_Given data_.
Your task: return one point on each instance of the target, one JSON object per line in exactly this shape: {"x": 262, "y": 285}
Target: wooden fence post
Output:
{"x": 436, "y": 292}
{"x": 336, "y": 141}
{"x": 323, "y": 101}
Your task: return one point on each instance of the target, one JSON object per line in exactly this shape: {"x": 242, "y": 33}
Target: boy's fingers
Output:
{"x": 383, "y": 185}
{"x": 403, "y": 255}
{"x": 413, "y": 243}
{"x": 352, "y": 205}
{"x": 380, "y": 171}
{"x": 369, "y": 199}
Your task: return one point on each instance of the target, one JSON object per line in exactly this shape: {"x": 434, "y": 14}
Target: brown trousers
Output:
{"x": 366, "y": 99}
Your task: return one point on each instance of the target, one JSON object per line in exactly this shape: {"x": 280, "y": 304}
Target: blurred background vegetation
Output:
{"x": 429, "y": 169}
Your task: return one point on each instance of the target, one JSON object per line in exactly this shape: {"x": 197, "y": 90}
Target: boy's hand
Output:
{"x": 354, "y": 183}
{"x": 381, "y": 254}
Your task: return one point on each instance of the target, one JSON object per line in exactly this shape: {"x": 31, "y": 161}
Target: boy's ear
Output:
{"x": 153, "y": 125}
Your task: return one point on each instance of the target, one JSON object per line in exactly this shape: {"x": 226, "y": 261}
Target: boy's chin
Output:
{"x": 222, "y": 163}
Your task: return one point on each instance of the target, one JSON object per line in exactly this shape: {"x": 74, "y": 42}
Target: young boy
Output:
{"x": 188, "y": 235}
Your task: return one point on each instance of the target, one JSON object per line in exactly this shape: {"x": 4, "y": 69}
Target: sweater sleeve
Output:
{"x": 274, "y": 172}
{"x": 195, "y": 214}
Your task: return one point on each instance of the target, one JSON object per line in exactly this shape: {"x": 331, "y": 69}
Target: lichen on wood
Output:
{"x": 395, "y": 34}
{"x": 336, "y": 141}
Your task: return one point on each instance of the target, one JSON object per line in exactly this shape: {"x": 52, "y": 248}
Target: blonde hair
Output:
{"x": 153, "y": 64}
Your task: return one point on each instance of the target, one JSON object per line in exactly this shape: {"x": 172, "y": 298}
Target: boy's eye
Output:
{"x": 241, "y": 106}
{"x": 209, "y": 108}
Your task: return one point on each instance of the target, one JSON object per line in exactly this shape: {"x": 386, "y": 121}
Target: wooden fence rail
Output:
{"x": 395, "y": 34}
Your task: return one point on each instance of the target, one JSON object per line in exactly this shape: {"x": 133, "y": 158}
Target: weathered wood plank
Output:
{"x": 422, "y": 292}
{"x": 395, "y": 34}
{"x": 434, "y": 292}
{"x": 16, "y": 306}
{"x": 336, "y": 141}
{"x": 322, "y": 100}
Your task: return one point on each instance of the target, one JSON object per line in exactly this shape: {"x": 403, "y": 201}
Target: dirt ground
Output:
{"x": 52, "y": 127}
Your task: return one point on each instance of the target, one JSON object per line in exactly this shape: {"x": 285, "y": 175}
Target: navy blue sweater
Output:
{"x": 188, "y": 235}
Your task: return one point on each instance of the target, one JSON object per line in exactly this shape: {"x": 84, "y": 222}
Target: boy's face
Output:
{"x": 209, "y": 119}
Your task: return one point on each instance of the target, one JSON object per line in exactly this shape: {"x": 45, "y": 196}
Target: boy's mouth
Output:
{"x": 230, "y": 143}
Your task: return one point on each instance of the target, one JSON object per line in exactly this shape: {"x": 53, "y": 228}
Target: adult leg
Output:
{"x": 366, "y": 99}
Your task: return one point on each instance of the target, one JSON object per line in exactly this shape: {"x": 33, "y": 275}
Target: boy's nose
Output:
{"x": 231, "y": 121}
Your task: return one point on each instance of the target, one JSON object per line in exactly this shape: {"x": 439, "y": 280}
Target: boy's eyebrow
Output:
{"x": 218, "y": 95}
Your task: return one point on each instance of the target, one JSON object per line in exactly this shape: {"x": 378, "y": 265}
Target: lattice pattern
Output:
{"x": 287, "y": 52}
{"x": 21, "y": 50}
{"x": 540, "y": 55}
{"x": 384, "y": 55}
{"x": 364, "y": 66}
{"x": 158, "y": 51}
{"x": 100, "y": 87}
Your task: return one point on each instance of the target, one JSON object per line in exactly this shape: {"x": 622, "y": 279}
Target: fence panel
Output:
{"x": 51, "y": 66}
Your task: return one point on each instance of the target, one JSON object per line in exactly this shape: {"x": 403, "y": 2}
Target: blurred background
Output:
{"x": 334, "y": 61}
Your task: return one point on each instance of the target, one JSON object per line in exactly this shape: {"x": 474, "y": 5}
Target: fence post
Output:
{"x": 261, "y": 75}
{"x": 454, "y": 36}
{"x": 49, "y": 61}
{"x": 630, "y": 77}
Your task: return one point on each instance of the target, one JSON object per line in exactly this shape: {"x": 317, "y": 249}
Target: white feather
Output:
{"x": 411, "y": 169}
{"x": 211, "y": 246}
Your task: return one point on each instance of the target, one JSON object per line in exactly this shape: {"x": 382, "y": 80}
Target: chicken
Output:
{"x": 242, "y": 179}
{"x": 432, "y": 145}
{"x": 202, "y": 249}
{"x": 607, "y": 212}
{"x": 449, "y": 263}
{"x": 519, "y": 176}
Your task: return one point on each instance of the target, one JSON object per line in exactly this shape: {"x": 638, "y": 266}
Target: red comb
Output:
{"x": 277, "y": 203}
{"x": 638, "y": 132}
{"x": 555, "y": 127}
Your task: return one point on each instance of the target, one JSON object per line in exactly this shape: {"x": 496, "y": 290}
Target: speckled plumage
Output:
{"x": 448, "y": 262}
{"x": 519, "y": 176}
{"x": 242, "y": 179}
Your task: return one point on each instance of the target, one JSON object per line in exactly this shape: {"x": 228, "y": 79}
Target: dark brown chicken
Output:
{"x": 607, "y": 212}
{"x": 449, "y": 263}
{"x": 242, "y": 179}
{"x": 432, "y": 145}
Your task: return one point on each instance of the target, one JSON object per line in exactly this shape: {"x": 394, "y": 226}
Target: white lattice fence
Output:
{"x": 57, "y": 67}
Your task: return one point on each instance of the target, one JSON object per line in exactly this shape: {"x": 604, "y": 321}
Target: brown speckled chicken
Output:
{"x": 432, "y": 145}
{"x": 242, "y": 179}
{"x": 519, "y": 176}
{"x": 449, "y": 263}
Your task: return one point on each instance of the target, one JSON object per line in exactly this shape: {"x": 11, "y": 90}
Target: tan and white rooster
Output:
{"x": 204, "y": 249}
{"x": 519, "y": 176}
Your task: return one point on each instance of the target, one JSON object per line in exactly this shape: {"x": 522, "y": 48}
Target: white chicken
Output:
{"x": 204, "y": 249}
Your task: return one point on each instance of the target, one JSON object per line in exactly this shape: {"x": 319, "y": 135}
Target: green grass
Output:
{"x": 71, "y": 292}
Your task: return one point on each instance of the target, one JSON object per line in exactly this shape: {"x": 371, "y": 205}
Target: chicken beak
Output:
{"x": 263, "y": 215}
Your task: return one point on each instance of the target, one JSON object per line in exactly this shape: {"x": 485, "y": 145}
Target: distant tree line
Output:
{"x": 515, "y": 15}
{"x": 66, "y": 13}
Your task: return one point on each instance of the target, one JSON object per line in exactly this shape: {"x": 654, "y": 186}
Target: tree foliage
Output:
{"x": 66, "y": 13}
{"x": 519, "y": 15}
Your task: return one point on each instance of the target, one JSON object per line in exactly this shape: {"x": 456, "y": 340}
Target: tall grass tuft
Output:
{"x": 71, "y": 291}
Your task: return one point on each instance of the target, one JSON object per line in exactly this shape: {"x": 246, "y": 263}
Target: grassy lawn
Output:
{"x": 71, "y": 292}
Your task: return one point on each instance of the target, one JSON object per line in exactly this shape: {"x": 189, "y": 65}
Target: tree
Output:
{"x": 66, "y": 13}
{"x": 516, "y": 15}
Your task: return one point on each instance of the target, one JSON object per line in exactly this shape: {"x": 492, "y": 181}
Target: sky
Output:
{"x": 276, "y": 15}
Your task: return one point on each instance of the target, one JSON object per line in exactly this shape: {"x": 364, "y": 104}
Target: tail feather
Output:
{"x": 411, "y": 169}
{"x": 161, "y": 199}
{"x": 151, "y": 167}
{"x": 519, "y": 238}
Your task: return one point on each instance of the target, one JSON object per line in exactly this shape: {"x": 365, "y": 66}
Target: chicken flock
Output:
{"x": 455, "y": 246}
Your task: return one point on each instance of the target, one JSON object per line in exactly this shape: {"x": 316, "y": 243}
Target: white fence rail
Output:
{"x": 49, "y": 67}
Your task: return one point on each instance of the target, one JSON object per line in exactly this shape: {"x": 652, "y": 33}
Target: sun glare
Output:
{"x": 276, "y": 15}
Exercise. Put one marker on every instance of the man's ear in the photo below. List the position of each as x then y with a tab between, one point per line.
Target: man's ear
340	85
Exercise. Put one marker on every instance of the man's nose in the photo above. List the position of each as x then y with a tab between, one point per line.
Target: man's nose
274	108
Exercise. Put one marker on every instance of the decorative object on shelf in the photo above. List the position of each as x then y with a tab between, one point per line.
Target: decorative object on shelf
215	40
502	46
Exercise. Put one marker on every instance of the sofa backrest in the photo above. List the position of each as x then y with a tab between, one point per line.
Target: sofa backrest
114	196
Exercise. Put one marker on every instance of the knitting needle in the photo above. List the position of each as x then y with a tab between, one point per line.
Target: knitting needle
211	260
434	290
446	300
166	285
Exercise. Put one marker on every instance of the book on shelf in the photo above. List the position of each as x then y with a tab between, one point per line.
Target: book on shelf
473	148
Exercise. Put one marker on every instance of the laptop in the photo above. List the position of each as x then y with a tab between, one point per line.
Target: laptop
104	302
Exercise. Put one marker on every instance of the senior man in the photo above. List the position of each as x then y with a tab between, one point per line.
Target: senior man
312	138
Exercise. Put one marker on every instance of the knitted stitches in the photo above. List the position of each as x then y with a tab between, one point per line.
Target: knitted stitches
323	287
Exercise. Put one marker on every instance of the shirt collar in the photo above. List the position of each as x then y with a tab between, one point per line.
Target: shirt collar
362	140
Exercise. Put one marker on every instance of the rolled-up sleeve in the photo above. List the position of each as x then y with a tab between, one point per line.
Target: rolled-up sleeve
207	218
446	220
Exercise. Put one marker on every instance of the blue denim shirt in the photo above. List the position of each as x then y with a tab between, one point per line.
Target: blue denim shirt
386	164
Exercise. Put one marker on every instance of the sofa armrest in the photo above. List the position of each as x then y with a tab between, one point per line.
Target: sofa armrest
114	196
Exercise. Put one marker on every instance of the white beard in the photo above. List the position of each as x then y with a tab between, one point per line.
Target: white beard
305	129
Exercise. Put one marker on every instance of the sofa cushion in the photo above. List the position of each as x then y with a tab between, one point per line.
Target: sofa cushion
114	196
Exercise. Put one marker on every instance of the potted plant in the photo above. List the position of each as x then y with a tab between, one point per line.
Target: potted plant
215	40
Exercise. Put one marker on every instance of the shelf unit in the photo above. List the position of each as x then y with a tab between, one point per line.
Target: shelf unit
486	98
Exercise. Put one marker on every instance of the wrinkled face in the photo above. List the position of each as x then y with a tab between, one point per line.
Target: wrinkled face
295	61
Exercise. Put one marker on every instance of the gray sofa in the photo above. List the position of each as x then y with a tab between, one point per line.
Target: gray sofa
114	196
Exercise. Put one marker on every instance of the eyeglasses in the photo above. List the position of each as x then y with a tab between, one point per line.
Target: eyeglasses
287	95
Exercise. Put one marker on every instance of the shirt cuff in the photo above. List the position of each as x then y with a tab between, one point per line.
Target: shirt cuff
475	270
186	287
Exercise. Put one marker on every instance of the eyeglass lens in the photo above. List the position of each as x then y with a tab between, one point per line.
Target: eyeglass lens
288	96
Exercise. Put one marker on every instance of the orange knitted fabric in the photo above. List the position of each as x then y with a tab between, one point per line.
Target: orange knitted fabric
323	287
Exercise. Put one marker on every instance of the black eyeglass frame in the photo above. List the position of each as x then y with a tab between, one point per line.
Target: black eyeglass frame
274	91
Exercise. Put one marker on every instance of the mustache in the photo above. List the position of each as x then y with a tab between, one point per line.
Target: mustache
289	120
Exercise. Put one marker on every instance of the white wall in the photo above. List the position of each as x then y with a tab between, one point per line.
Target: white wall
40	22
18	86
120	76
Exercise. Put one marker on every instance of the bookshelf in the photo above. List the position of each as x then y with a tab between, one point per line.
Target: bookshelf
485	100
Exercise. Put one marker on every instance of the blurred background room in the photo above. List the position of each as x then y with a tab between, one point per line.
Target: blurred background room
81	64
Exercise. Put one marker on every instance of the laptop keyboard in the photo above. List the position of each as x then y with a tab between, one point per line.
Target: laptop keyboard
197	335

_Task_. Copy out every line of the listing where the word "speckled" occurs.

_Exercise solution_.
Target: speckled plumage
Target: brown speckled chicken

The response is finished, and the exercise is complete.